### Written exercise:
Could you reproduce all of the records below word for word, omitting the pictures?

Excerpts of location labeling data
## begin

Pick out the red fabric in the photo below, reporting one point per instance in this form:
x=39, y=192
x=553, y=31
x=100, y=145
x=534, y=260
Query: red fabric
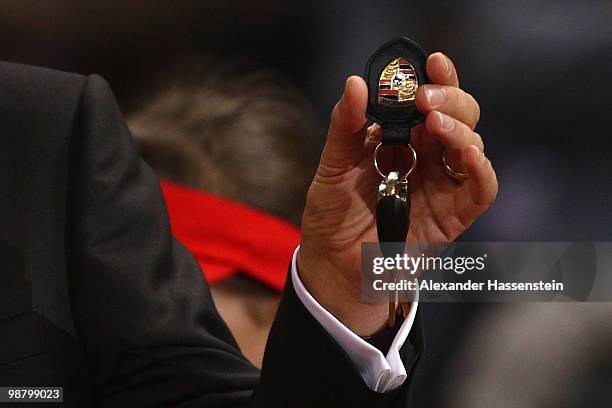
x=227, y=237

## end

### Answer below:
Pick out the red fabric in the photo below, reporting one point per instance in this form:
x=39, y=192
x=553, y=31
x=100, y=145
x=534, y=260
Query: red fabric
x=227, y=237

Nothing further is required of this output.